#### Page extract ####

"Krafty" is a song by English music group New Order, released as the first single from their eighth studio album, Waiting for the Sirens' Call (2005). It marked the first new release by New Order for Warner Bros. Records without London Records and was produced by John Leckie, who is notable for his involvement in records such as Pink Floyd's The Dark Side of the Moon,  Simple Minds' Real to Real Cacophony, Radiohead's The Bends and The Stone Roses' debut album. As with most New Order releases, the artwork is provided by Peter Saville.

"Krafty" was released on 7 March 2005 in Australia and the United Kingdom with several remixes of the song on the B-side, and the song was released to US radio on 14 March 2005. The track reached number 26 in Ireland, number eight in the UK, and number four in Spain. In July 2005, it reached number two on the US Billboard Hot Dance Music/Club Play chart.

#### Dataset ####

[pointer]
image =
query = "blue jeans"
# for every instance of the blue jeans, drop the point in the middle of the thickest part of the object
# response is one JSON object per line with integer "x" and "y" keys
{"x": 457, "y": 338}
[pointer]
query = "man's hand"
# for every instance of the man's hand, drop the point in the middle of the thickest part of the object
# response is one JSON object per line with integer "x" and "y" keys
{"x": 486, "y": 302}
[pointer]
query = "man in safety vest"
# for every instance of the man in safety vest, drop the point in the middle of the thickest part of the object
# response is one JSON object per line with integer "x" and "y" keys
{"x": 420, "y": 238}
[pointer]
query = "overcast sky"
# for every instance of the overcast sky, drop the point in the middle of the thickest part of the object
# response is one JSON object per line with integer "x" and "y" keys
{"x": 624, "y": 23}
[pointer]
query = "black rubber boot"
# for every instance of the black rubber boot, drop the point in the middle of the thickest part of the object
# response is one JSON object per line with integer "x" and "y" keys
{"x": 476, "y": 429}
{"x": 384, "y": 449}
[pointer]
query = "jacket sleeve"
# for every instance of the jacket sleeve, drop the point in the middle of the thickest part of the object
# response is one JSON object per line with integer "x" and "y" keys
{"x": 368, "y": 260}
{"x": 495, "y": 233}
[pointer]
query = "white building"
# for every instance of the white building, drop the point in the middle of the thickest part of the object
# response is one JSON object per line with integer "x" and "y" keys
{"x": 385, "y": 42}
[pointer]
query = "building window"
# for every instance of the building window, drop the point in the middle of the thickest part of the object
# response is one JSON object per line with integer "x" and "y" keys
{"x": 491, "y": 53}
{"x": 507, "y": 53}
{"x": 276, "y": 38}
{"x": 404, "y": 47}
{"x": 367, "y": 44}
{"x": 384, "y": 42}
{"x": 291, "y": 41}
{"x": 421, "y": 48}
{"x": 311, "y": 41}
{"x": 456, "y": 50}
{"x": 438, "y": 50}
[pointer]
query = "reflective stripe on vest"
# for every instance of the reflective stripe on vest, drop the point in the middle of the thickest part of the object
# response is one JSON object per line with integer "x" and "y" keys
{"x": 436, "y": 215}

####

Challenge – Render this sentence from the passage on the song "Krafty" into Spanish: "As with most New Order releases, the artwork is provided by Peter Saville."

The output – Como en la mayoría de los lanzamientos de New Order, el arte de portada corre a cargo de Peter Saville.